Instructions to follow: Please give the data again in full, precisely as it is written.

(Dataset entries)
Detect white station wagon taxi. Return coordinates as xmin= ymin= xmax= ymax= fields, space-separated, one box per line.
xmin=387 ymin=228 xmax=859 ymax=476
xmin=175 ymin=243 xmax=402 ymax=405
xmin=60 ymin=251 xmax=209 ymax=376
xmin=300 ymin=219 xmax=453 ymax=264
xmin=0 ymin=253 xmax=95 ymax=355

Result of the exercise:
Detect white station wagon taxi. Return coordinates as xmin= ymin= xmax= ymax= fields, space-separated, one box per line.
xmin=387 ymin=228 xmax=859 ymax=476
xmin=175 ymin=243 xmax=402 ymax=405
xmin=60 ymin=251 xmax=209 ymax=376
xmin=300 ymin=219 xmax=453 ymax=264
xmin=0 ymin=253 xmax=95 ymax=355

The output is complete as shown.